TASK DESCRIPTION
Rewrite the records below with each occurrence of "rough mask" changed to "coarse mask" and every other character left as is. Leave out the pictures.

○ ○ ○ ○ ○ ○ ○

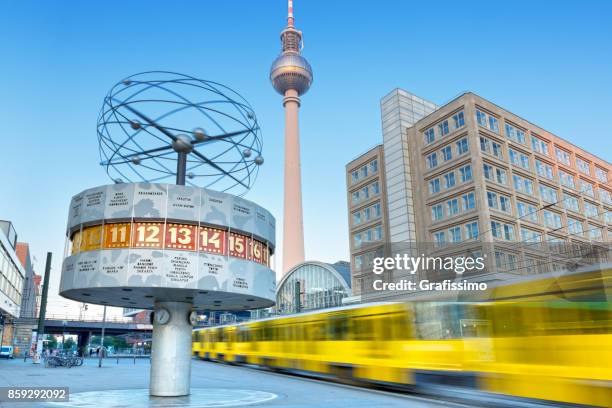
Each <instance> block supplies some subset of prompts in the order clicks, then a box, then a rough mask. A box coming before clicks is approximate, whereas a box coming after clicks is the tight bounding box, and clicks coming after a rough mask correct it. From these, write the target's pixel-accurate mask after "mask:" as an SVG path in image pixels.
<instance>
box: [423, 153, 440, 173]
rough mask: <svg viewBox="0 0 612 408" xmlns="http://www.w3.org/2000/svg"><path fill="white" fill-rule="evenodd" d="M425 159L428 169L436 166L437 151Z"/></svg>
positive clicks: (430, 154) (437, 159)
mask: <svg viewBox="0 0 612 408" xmlns="http://www.w3.org/2000/svg"><path fill="white" fill-rule="evenodd" d="M425 159H426V161H427V168H428V169H433V168H434V167H436V166H437V165H438V155H437V154H436V152H433V153H432V154H430V155H429V156H427V157H426V158H425Z"/></svg>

○ ○ ○ ○ ○ ○ ○

RESPONSE TO THIS TASK
Each <instance> block supplies some subset of prompts in the order clicks, then a box, then a coarse mask. A box coming before clicks is approximate, whereas a box coming after clicks is the tight bounding box, and clicks coming after a coarse mask correct it. From these, write the target's pixel-accurate mask after "mask:" as an SVG path in image pixels.
<instance>
box: [423, 153, 440, 173]
coarse mask: <svg viewBox="0 0 612 408" xmlns="http://www.w3.org/2000/svg"><path fill="white" fill-rule="evenodd" d="M425 159L428 169L436 166L437 151Z"/></svg>
positive clicks: (430, 154) (437, 159)
mask: <svg viewBox="0 0 612 408" xmlns="http://www.w3.org/2000/svg"><path fill="white" fill-rule="evenodd" d="M425 159H426V161H427V168H428V169H433V168H434V167H436V166H437V165H438V155H437V154H436V152H433V153H432V154H430V155H429V156H427V157H426V158H425Z"/></svg>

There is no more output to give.